## Problem description
Copy every line below that has the word "fresco" in it.

## Input data
....................

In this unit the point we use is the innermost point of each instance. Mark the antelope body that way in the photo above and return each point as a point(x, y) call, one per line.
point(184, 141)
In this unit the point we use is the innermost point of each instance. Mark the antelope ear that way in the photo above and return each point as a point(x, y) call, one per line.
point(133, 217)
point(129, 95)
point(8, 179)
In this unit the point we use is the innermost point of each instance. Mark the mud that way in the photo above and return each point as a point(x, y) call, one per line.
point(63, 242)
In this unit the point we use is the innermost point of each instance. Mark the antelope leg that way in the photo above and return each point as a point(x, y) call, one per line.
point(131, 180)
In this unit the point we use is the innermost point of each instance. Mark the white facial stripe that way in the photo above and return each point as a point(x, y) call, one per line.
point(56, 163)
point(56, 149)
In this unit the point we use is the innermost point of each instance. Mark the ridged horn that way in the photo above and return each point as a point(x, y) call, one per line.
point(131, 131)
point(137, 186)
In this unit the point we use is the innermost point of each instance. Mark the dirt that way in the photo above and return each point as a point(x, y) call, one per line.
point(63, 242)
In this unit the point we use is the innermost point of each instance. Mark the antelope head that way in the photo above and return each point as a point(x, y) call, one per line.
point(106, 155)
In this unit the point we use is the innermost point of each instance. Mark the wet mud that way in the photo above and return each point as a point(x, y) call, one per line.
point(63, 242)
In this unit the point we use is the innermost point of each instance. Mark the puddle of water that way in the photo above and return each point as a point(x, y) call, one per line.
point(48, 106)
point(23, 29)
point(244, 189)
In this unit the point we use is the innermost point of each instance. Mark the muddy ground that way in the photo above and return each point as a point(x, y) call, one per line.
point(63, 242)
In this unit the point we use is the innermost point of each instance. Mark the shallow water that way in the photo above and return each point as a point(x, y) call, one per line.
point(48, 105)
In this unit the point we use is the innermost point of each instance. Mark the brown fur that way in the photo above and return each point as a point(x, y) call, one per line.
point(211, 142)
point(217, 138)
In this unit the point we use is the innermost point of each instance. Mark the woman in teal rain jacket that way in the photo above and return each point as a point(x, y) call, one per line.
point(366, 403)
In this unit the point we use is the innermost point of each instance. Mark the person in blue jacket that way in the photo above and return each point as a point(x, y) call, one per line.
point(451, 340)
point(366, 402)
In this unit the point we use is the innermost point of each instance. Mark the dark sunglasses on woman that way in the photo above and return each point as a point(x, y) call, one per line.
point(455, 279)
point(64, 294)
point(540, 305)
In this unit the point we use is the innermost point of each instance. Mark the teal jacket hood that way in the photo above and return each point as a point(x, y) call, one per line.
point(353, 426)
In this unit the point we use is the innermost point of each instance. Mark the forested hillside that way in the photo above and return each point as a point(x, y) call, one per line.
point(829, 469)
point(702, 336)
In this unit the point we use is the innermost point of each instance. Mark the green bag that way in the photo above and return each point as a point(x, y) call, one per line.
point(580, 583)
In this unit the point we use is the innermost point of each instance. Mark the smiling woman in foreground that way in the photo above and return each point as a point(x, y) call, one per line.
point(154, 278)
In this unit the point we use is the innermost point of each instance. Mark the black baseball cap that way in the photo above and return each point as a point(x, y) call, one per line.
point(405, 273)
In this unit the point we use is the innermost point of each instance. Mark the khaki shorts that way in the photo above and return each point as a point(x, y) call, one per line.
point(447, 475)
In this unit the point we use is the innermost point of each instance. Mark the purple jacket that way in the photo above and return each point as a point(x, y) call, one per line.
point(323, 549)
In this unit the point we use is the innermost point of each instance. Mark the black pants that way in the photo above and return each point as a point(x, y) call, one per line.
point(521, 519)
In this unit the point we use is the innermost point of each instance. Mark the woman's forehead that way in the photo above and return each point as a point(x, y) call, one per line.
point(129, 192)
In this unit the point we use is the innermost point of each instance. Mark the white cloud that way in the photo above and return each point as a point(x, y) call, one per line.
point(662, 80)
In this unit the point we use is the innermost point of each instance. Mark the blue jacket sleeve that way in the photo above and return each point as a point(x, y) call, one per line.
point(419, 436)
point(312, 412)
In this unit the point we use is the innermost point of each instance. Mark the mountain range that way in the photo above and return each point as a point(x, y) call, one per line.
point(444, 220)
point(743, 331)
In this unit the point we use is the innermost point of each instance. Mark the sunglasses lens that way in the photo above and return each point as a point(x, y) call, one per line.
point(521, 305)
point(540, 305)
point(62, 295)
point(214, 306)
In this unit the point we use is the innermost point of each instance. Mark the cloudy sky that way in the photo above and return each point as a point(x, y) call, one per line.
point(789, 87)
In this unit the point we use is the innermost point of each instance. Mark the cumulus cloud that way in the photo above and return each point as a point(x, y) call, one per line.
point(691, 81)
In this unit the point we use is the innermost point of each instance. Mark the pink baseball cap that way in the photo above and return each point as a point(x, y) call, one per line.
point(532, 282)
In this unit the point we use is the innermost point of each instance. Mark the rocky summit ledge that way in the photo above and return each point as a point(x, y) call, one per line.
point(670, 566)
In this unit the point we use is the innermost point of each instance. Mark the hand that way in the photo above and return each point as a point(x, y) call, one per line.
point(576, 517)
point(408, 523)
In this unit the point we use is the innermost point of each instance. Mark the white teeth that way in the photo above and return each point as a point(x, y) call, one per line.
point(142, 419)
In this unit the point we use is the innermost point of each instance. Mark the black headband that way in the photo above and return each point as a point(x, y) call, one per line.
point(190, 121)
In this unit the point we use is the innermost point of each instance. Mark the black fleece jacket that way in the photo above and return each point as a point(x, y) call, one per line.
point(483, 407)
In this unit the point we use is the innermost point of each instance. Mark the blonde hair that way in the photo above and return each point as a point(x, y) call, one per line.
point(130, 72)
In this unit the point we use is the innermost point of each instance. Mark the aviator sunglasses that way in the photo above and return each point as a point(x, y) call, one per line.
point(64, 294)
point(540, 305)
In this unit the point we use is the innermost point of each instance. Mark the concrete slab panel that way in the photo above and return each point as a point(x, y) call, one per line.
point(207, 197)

....................

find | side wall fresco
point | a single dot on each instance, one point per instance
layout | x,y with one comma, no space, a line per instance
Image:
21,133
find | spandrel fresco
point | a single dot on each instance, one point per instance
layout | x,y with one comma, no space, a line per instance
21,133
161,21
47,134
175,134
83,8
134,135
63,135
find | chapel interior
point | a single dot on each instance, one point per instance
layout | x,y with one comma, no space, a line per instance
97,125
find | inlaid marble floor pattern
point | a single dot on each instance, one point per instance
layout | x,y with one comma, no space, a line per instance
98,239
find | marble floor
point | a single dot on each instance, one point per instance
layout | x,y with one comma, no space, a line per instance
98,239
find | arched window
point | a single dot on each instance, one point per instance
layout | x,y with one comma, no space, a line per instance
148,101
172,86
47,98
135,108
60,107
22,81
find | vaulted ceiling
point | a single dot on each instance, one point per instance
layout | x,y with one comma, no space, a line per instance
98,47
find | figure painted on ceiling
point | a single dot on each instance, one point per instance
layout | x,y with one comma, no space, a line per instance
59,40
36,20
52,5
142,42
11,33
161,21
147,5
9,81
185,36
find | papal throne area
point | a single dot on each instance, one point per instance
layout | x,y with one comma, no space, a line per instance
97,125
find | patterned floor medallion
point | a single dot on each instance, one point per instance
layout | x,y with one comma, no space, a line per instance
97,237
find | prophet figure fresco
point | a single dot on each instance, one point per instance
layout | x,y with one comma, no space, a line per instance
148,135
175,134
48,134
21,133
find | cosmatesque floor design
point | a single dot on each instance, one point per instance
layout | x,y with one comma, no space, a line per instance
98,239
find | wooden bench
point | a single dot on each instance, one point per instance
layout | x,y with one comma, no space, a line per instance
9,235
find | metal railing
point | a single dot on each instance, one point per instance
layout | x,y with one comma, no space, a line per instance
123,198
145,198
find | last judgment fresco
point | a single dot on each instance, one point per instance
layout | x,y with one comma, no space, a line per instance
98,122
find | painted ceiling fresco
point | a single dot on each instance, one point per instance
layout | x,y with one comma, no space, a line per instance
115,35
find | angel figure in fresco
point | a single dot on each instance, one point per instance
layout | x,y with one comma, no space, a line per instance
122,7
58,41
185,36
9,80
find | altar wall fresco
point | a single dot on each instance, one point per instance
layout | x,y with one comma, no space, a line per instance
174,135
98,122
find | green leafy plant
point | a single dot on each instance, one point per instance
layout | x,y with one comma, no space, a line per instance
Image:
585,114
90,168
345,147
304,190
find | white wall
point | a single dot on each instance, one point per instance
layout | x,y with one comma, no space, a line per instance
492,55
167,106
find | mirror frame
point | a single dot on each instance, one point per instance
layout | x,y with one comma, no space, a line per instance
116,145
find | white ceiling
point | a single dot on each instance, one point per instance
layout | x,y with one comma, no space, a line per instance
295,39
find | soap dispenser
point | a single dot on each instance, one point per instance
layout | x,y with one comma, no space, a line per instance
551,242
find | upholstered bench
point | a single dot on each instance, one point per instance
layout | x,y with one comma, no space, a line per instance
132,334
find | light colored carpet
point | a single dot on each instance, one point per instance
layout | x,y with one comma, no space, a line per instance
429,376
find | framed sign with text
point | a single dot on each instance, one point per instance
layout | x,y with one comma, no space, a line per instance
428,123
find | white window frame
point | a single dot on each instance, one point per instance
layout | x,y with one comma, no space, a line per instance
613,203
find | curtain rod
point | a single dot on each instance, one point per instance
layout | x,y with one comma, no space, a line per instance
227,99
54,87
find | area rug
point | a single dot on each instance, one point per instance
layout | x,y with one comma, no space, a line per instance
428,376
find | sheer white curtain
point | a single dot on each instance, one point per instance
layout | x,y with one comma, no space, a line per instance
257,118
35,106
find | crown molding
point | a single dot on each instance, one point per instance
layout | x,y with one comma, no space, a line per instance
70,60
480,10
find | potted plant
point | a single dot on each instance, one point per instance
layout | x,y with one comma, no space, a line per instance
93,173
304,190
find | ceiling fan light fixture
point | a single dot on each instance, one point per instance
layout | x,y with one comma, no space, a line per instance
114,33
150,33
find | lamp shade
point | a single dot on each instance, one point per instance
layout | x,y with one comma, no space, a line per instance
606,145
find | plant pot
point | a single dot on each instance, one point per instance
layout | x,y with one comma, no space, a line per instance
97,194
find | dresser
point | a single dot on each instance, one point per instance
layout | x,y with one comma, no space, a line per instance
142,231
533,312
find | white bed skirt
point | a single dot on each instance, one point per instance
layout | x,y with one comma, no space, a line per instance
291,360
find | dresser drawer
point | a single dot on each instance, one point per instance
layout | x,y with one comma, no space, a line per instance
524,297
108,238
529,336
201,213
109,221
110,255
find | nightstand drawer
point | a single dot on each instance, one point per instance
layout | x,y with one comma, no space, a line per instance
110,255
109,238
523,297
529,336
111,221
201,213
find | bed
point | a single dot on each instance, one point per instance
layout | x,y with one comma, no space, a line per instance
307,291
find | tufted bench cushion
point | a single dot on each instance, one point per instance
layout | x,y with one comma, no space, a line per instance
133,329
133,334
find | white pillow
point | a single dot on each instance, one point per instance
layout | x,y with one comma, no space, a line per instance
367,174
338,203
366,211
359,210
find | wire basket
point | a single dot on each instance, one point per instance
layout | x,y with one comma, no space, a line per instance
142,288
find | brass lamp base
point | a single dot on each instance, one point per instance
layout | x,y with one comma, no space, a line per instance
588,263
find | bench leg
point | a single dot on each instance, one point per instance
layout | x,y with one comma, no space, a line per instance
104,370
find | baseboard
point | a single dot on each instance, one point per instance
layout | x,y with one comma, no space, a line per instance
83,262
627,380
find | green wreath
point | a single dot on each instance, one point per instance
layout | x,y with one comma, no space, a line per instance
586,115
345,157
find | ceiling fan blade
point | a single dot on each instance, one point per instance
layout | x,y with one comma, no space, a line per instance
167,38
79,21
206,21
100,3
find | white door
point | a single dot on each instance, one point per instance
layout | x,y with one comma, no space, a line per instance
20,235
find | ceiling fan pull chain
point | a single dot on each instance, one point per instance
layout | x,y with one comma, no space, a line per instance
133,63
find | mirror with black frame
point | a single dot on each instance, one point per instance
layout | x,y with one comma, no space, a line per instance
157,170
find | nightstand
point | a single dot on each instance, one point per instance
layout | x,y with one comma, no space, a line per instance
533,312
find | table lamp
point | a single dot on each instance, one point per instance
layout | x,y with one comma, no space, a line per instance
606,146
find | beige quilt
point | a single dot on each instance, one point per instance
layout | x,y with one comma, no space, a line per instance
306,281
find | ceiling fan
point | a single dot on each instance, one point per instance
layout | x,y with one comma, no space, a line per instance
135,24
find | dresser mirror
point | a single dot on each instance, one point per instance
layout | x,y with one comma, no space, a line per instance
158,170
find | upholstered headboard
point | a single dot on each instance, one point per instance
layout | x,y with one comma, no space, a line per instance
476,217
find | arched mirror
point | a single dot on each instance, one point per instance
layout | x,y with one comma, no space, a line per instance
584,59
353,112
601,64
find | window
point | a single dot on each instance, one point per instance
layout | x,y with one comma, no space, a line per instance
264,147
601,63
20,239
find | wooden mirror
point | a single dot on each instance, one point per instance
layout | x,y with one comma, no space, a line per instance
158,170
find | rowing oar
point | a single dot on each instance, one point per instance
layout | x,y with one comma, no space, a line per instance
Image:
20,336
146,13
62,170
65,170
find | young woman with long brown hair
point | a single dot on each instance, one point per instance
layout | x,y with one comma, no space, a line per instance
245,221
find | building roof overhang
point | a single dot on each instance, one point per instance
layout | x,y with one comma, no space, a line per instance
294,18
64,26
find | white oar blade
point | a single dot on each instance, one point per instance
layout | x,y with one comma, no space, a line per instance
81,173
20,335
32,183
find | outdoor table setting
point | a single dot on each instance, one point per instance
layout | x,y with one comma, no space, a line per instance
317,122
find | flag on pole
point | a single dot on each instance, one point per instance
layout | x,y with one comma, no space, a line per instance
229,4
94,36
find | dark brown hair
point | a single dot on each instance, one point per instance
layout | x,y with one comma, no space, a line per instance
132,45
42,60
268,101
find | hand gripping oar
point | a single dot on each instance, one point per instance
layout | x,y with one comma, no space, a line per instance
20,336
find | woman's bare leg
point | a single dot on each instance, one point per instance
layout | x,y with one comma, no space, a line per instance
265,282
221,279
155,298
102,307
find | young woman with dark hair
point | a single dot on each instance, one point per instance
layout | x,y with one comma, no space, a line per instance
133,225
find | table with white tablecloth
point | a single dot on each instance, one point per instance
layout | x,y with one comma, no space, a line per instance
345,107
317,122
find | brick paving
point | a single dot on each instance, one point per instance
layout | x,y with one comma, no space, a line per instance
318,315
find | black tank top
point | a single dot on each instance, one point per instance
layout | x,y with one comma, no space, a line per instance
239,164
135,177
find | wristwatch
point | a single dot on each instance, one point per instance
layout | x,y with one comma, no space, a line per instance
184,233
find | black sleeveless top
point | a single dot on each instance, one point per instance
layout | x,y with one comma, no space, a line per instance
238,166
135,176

....................

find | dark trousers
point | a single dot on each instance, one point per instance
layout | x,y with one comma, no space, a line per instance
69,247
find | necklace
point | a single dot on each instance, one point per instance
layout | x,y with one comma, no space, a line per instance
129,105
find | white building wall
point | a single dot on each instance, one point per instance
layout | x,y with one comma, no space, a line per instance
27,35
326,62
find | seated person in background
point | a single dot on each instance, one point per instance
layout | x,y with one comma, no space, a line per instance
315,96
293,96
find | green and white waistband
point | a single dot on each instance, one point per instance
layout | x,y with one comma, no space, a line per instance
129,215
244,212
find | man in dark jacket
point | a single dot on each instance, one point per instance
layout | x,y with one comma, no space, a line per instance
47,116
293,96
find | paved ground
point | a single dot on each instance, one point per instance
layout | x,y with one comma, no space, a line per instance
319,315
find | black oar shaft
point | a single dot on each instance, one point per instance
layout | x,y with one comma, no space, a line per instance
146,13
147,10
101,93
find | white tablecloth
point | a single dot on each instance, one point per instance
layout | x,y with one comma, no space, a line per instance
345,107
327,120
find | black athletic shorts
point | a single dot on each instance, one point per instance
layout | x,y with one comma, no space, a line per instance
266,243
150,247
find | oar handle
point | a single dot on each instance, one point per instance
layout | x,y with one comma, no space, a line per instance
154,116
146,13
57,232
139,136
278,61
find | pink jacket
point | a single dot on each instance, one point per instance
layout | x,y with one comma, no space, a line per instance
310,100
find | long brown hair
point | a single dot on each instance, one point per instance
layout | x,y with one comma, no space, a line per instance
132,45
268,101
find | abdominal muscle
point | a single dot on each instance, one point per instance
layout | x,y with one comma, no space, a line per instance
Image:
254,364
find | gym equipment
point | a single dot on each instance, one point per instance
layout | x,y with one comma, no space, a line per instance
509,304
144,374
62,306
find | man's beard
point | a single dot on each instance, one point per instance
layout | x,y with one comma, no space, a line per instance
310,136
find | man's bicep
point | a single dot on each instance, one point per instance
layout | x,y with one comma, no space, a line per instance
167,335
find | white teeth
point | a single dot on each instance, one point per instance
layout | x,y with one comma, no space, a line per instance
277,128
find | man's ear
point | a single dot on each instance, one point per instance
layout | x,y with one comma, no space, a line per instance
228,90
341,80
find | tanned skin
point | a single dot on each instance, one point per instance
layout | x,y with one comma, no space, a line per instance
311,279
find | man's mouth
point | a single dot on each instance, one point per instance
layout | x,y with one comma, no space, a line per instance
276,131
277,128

....................

## Exercise solution
find | side wall fresco
find | spandrel fresco
find | prophet figure fresco
find | last judgment fresco
find | painted ceiling fresco
find | angel figure in fresco
find | altar wall fresco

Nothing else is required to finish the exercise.